- **GIVEN REQUEST**: Please state how many lines of the data below contain the string "level", giving only the number.

===== MATERIAL SUPPLIED =====

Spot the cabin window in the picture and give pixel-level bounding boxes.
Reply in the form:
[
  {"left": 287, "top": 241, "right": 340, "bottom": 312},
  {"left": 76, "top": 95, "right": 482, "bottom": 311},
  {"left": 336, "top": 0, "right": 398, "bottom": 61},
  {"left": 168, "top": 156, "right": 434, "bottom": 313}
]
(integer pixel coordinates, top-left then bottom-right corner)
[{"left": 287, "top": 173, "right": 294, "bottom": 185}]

=====
===== MATERIAL SUPPLIED =====

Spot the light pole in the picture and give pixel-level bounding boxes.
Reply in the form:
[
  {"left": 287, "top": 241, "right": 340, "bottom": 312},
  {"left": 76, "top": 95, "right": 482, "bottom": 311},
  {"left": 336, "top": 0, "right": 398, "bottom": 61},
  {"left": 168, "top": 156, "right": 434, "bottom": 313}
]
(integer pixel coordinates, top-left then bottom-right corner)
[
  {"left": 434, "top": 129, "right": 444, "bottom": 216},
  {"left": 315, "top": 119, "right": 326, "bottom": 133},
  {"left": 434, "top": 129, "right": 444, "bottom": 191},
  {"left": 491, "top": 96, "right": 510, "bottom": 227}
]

=====
===== MATERIAL SUPPLIED =====

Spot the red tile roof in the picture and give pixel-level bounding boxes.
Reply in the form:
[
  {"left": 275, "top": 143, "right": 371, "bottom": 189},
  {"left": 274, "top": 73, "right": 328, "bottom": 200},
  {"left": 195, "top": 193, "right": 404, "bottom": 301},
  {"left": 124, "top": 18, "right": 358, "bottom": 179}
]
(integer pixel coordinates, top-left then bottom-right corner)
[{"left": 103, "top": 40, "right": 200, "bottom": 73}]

=====

- **SOLUTION BELOW**: 3